■ **Given information**
[START]

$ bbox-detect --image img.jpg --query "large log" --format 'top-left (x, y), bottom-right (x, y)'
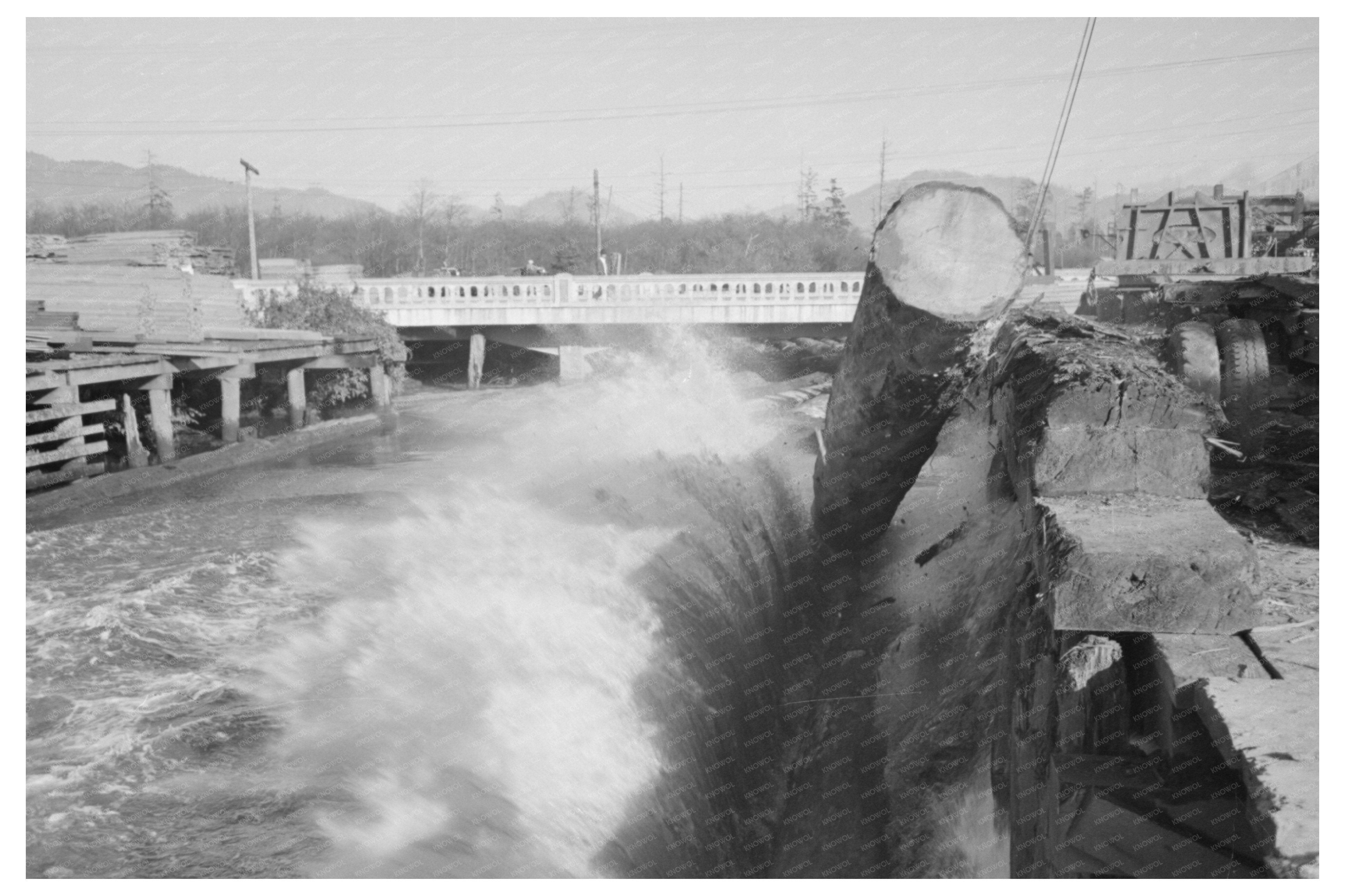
top-left (814, 184), bottom-right (1256, 877)
top-left (814, 183), bottom-right (1028, 549)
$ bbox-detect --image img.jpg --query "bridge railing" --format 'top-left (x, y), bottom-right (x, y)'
top-left (234, 271), bottom-right (864, 308)
top-left (354, 272), bottom-right (864, 308)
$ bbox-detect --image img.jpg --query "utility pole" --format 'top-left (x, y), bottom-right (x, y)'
top-left (238, 159), bottom-right (261, 280)
top-left (593, 168), bottom-right (602, 271)
top-left (878, 128), bottom-right (888, 218)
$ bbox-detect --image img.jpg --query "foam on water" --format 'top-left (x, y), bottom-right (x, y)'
top-left (28, 343), bottom-right (796, 877)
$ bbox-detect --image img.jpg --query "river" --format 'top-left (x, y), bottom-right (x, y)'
top-left (27, 344), bottom-right (839, 877)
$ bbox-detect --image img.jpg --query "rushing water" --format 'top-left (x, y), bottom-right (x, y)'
top-left (27, 344), bottom-right (839, 877)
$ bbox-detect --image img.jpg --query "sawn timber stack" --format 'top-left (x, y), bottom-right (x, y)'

[END]

■ **Your objective**
Copy every line above word for word, and leave out the picture.

■ **Result of this task**
$ bbox-detect --image img.jpg --query "large log" --format 'top-left (x, y), bottom-right (x, y)'
top-left (814, 184), bottom-right (1256, 877)
top-left (814, 183), bottom-right (1028, 549)
$ bbox-detect --image img.jpg --query "bridge railing" --format 'top-left (x, y), bottom-right (x, y)'
top-left (234, 271), bottom-right (864, 308)
top-left (354, 272), bottom-right (864, 308)
$ bbox-detect --image img.jpg --query "utility pole" --format 'top-left (x, y), bottom-right (x, y)'
top-left (238, 159), bottom-right (261, 280)
top-left (593, 168), bottom-right (602, 271)
top-left (878, 128), bottom-right (888, 218)
$ bbox-detect --image img.jpg --query "foam on water" --format 'top-left (x, y), bottom-right (x, y)'
top-left (28, 343), bottom-right (796, 877)
$ bbox-detect --image img.jpg --query "river" --format 'top-left (x, y), bottom-right (x, y)'
top-left (27, 344), bottom-right (839, 877)
$ bbox-detect --image img.jpg --query "rushing water" --format 'top-left (x, y), bottom-right (x, y)'
top-left (27, 344), bottom-right (839, 877)
$ bbox-detect --image img.jpg --query "sawn timber stack" --format 'top-left (x, y), bottom-right (x, y)'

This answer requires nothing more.